> [TASK TO COMPLETE]: Number every line in the rows below and omit any blank lines.

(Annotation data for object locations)
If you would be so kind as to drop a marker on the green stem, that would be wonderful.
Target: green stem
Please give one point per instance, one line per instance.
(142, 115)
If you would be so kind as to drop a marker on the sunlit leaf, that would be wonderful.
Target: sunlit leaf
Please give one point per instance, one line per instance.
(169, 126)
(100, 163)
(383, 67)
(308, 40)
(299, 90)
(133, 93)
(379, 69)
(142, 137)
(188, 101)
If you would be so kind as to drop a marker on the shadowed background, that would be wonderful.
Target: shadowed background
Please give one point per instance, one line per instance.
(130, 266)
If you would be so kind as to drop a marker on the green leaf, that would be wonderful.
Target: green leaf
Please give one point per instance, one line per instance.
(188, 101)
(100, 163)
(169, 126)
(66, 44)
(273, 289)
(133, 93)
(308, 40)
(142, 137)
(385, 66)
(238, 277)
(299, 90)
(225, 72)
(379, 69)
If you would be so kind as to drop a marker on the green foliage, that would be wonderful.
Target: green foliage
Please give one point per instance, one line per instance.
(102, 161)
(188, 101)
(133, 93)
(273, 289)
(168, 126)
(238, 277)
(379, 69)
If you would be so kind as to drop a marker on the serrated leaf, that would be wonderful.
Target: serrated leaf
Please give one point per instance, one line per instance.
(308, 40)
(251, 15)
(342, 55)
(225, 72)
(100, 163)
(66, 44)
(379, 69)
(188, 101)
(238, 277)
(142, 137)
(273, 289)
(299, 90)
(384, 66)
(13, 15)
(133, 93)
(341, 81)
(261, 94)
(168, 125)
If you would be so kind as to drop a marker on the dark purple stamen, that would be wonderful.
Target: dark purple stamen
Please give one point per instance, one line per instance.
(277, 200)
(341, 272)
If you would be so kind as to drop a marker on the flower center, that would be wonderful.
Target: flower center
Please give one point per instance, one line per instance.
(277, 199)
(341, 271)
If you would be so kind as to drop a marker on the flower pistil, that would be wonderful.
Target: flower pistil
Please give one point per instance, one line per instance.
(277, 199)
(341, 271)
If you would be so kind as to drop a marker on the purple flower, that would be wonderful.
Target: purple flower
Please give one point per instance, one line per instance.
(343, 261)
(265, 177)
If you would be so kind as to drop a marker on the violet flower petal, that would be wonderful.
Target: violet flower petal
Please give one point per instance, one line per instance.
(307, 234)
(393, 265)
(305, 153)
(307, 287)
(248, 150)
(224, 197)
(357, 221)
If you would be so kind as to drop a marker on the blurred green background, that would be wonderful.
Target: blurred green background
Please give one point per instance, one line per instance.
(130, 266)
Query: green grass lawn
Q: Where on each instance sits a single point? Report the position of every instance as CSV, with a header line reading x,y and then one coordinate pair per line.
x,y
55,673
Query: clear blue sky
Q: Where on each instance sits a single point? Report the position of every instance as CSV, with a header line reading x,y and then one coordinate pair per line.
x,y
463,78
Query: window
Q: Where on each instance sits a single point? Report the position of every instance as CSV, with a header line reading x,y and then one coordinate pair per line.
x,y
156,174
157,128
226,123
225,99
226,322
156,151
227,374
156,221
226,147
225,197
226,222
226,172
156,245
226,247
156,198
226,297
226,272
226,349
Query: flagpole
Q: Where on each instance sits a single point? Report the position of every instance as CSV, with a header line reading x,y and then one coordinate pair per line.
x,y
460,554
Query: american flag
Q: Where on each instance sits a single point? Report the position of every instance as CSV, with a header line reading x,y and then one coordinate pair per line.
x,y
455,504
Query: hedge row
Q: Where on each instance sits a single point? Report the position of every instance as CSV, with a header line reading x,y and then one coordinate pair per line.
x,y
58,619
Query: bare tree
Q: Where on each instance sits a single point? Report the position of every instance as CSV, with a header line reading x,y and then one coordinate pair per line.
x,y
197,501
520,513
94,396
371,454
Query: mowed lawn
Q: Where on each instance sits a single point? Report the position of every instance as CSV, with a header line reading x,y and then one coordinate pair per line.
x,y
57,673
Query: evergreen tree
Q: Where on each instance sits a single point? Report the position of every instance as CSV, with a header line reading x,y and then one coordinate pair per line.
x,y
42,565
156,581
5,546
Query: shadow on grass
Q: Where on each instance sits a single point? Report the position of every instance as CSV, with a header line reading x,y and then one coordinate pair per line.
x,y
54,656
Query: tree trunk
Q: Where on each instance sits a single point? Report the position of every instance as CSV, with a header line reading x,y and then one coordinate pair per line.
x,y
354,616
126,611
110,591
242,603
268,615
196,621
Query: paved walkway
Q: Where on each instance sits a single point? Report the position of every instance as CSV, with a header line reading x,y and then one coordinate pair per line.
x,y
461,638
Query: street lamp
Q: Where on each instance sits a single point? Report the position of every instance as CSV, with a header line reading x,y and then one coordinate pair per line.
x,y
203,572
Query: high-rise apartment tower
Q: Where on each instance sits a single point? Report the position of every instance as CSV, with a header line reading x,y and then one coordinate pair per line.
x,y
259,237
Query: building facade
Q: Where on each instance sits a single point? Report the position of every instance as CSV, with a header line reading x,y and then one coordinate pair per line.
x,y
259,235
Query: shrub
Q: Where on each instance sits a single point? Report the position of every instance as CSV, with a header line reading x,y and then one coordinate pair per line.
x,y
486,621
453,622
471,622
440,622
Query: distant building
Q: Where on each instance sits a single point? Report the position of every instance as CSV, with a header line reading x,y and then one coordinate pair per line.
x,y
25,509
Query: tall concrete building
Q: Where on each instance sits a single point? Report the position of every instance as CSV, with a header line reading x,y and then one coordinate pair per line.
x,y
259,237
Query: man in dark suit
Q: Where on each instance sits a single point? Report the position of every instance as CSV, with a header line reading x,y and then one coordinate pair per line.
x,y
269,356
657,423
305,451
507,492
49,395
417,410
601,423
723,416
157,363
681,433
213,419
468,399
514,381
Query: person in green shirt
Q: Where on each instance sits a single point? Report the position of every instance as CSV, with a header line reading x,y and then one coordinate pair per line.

> [RESPONSE FOR THIS EXERCISE]:
1. If you would be so kind as to drop a marker on the green stem, that would be wonderful.
2. Target: green stem
3. Please give one point per instance, one line per instance.
4. (142, 115)
5. If you would be so kind as to drop a marker on the sunlit leaf, that would be wonderful.
6. Target: sunlit leaf
7. Please give one point per instance, one line per instance.
8. (169, 126)
9. (100, 163)
10. (383, 67)
11. (308, 40)
12. (299, 90)
13. (133, 93)
14. (379, 69)
15. (142, 137)
16. (188, 101)
17. If you would be so kind as to drop a marker on the shadowed background, that would be wonderful.
18. Target: shadowed background
19. Please give one point per instance, one line per instance.
20. (130, 266)
21. If you would be so kind as to drop a marker on the green leaf, that would be wonderful.
22. Target: green leaf
23. Please give one point per instance, one line per instance.
24. (188, 101)
25. (100, 163)
26. (169, 126)
27. (66, 44)
28. (273, 289)
29. (133, 93)
30. (308, 40)
31. (142, 137)
32. (385, 66)
33. (238, 277)
34. (299, 90)
35. (225, 72)
36. (379, 69)
37. If you would be so kind as to drop a marker on the green foliage, that would be wonderful.
38. Target: green foliage
39. Please give one point per instance, one line per instance.
40. (102, 161)
41. (188, 101)
42. (133, 93)
43. (273, 289)
44. (168, 126)
45. (238, 277)
46. (379, 69)
47. If you would be so kind as to drop a marker on the serrated leaf, that would be wonderful.
48. Target: serrated leaf
49. Please give one point per instance, one line per instance.
50. (308, 40)
51. (251, 15)
52. (342, 55)
53. (225, 72)
54. (100, 163)
55. (66, 44)
56. (379, 69)
57. (188, 101)
58. (238, 277)
59. (142, 137)
60. (273, 289)
61. (299, 90)
62. (384, 66)
63. (13, 15)
64. (133, 93)
65. (341, 81)
66. (261, 94)
67. (168, 125)
68. If you would be so kind as to drop a marker on the dark purple stamen, that would be wonderful.
69. Target: dark purple stamen
70. Please give one point per instance, one line per instance.
71. (277, 200)
72. (341, 272)
73. If you would be so kind as to drop a marker on the flower center, that would be wonderful.
74. Target: flower center
75. Please give one point per instance, one line per instance.
76. (277, 199)
77. (341, 271)
78. If you would be so kind as to drop a marker on the flower pistil, that would be wonderful.
79. Target: flower pistil
80. Please give one point per instance, one line per instance.
81. (277, 199)
82. (341, 271)
83. If you would be so kind as to drop a marker on the purple flower, that would be wonderful.
84. Target: purple flower
85. Please give one point per instance, one line per instance.
86. (343, 261)
87. (265, 177)
88. If you would be so kind as to drop a marker on the violet flower petal, that would be wonderful.
89. Target: violet flower petal
90. Please give one point per instance, one line per instance.
91. (307, 234)
92. (393, 265)
93. (305, 153)
94. (307, 287)
95. (248, 150)
96. (224, 197)
97. (357, 221)
98. If you would be so kind as to drop a marker on the blurred green background, that would be wonderful.
99. Target: blurred green background
100. Please give one point per instance, one line per instance.
101. (130, 266)
102. Query: green grass lawn
103. Q: Where on each instance sits a single point? Report the position of every instance as CSV, with a header line reading x,y and then one coordinate pair per line.
104. x,y
105. 55,673
106. Query: clear blue sky
107. Q: Where on each instance sits a single point? Report the position of every instance as CSV, with a header line reading x,y and then one coordinate pair per line.
108. x,y
109. 463,78
110. Query: window
111. Q: Where on each instance sits a single point? Report the position of every instance as CSV, with a header line reading x,y and then one coordinate pair per line.
112. x,y
113. 156,174
114. 157,128
115. 226,123
116. 225,99
117. 226,322
118. 156,151
119. 227,374
120. 156,221
121. 226,147
122. 225,197
123. 226,222
124. 226,172
125. 156,245
126. 226,247
127. 156,198
128. 226,297
129. 226,272
130. 226,349
131. Query: flagpole
132. Q: Where on each instance sits a single point? Report the position of every instance as CSV, with a header line reading x,y and then one coordinate pair per line.
133. x,y
134. 460,554
135. Query: american flag
136. Q: Where on each instance sits a single point? Report the position of every instance as CSV, with a header line reading x,y and then one coordinate pair per line.
137. x,y
138. 455,504
139. Query: hedge row
140. Q: Where on each instance sits a single point? Report the position of every instance as CSV, with a header line reading x,y and then one coordinate pair per line.
141. x,y
142. 58,619
143. Query: bare tree
144. Q: Where on each instance sits a single point? Report the position of every instance as CSV, with a header line reading x,y and then one coordinate pair per line.
145. x,y
146. 197,501
147. 520,513
148. 94,396
149. 371,454
150. Query: mowed lawn
151. Q: Where on each instance sits a single point? Report the position of every instance as CSV, with a header line reading x,y and then one coordinate pair per line.
152. x,y
153. 57,673
154. Query: evergreen tree
155. Q: Where on each instance sits a single point? Report the position of every instance as CSV, with a header line reading x,y and then one coordinate pair per line.
156. x,y
157. 42,565
158. 156,581
159. 5,546
160. Query: shadow on grass
161. Q: Where on each instance sits a single point? Report the position of every instance as CSV, with a header line reading x,y and then one coordinate pair per line.
162. x,y
163. 54,656
164. Query: tree trunk
165. Q: Where on each instance sits a single point? Report the position of every instance as CSV, with a header line reading x,y and then one coordinate pair per line.
166. x,y
167. 354,616
168. 126,611
169. 110,591
170. 242,603
171. 268,615
172. 196,621
173. Query: paved walkway
174. Q: Where on each instance sits a single point? Report the position of every instance as CSV, with a header line reading x,y and then one coordinate pair per line.
175. x,y
176. 461,638
177. Query: street lamp
178. Q: Where on each instance sits a single point? Report the position of every instance as CSV, with a header line reading x,y and then one coordinate pair per line.
179. x,y
180. 203,572
181. Query: high-rise apartment tower
182. Q: Where on each instance sits a single point? Report the position of every instance as CSV, with a header line reading x,y and then one coordinate pair per line.
183. x,y
184. 259,237
185. Query: building facade
186. Q: Where on each instance sits a single point? Report the position of every instance as CSV, with a header line reading x,y and then one coordinate pair per line.
187. x,y
188. 259,235
189. Query: shrub
190. Q: Where on each instance sits a single point? Report the position of every instance as CSV, with a header line reading x,y and then one coordinate pair per line.
191. x,y
192. 486,621
193. 453,622
194. 471,622
195. 440,622
196. Query: distant building
197. Q: Where on each instance sits a single point? Report the position of every instance as CSV, with a header line reading x,y and then one coordinate pair per line.
198. x,y
199. 25,509
200. Query: tall concrete building
201. Q: Where on each instance sits a single point? Report the position of every instance as CSV, with a header line reading x,y and then one coordinate pair per line.
202. x,y
203. 259,237
204. Query: man in dark suit
205. Q: Where on each instance sits a single point? Report the position of every instance as CSV, with a header line reading x,y and then one coordinate pair per line.
206. x,y
207. 269,356
208. 657,423
209. 305,451
210. 507,492
211. 49,395
212. 417,410
213. 601,423
214. 723,416
215. 157,363
216. 681,433
217. 213,419
218. 468,399
219. 514,381
220. Query: person in green shirt
221. Q: Where on each instance sits a single point? Report the position of every instance as CSV, with a header line reading x,y and then one coordinate pair per line.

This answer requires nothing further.